Extract ::
Help with the theory of Compound Turbocharging?

[goatnipples2002]

I understand that this increases pressure at the expense of flow...does this matter much? From what I have read this is so you can achieve big PSI numbers out of smaller faster spooling turbos. So I guess big power at low AND higher rpms. Have I read wrong or is there more to this? Wouldn't this setup increase efficiency?

What are the differences between psi and cfm when it comes to producing power?

I have never heard of this until I was searching the other day. Seems good because I can get a pair of smaller turbos and run them at like 6 psi and end up with like 20ish psi.If it is how I think then that means an insane amount of torque down low and no restrictions in the top end.

http://en.wikipedia.org/wiki/Twin-turbo ... bocharging

Is there a theory/formula for the ending PSI? Is it just triple whatever the 1st turbo puts out?

[The Dark Side of Will]

Go read a compressor map. Some have CFM across the bottom, some have lb/min (either set of units makes some assumptions about the air the compressor is moving). Along the side they should have pressure ratio. This is the ratio of inlet pressure to outlet pressure.

In a staged turbo setup, the inlet pressure for the low pressure turbo is atmospheric. The inlet pressure for the high pressure turbo is the outlet pressure of the low pressure turbo (less intercooling losses).

Information shown ::
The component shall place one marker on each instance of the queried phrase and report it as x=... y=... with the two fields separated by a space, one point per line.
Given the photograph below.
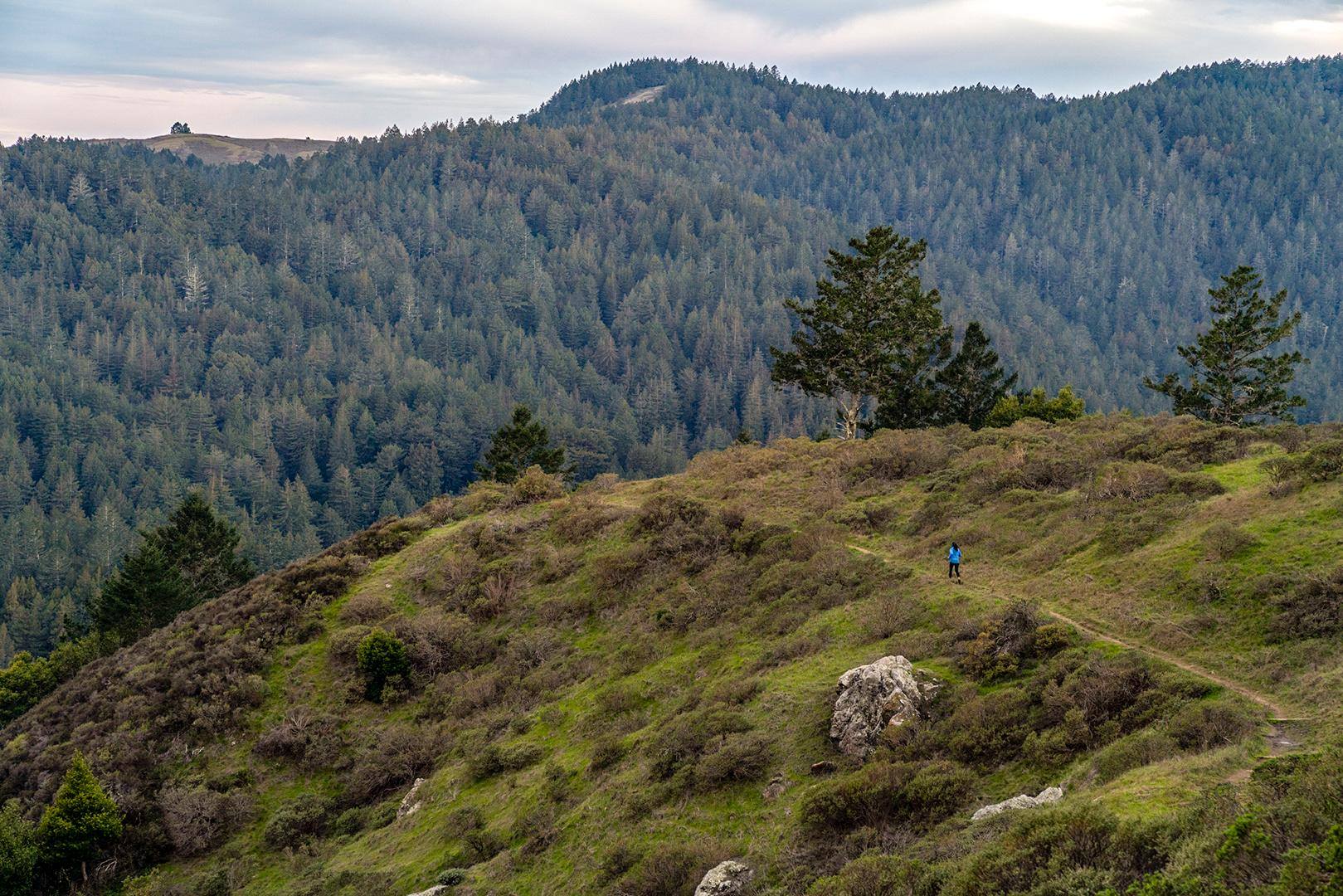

Given problem 1 :: Reproduce, word for word, the stretch of the compound turbocharging thread from "[goatnipples2002]" through "turbo puts out?".
Given problem 2 ::
For each statement below, state whether it agrees with the compound turbocharging thread, and support each answer with the deciding words of the thread, quoted exactly.
(a) The reply says that pressure ratio is shown along the side of a compressor map.
(b) The reply says that in a staged setup the inlet pressure for the high pressure turbo is atmospheric.
(c) The original poster says compound turbocharging was familiar to them long before their recent search.
Given problem 3 :: Resume the compound turbocharging thread after its final sentence and carry the discussion forward.

Expected output 1 ::
[goatnipples2002]

I understand that this increases pressure at the expense of flow...does this matter much? From what I have read this is so you can achieve big PSI numbers out of smaller faster spooling turbos. So I guess big power at low AND higher rpms. Have I read wrong or is there more to this? Wouldn't this setup increase efficiency?

What are the differences between psi and cfm when it comes to producing power?

I have never heard of this until I was searching the other day. Seems good because I can get a pair of smaller turbos and run them at like 6 psi and end up with like 20ish psi.If it is how I think then that means an insane amount of torque down low and no restrictions in the top end.

http://en.wikipedia.org/wiki/Twin-turbo ... bocharging

Is there a theory/formula for the ending PSI? Is it just triple whatever the 1st turbo puts out?

Expected output 2 ::
(a) Yes: "Along the side they should have pressure ratio."
(b) No: "The inlet pressure for the high pressure turbo is the outlet pressure of the low pressure turbo (less intercooling losses)."
(c) No: "I have never heard of this until I was searching the other day."

Expected output 3 ::
So if you run both turbos at a pressure ratio of 2.0, you'll have 15 psi at the inlet of the low pressure turbo and 30 psi absolute (15 psi boost) at the outlet. This air will then go to the high pressure turbo and be compressed to 60 psi absolute (45 psi boost). The MASS flow stays the same at every point in the system, but the CFM drops as pressure goes up.

Staged turbo systems are bulky and heavy. They require TWO intercoolers and twice the plumbing of a single stage turbo system. They're only really useful on applications where space is easy to come by and weight barely matters... Big trucks, ships, stationary powerplants, etc.

[teamlseep13]

Will is right, they are only used in applications where weight doesn't matter, the use of one turbo isn't enough and you can support the large amount of cylinder pressure/heat that accompanies large pressure ratios.

Only way I would want to use a compound turbocharging system is if I had less than 2L of displacement, was able to use a fuel with an octane above 100 and I needed to make over 500hp.

You basically mutiply the pressure ratios together to get the final pressure ratio in absolute pressure.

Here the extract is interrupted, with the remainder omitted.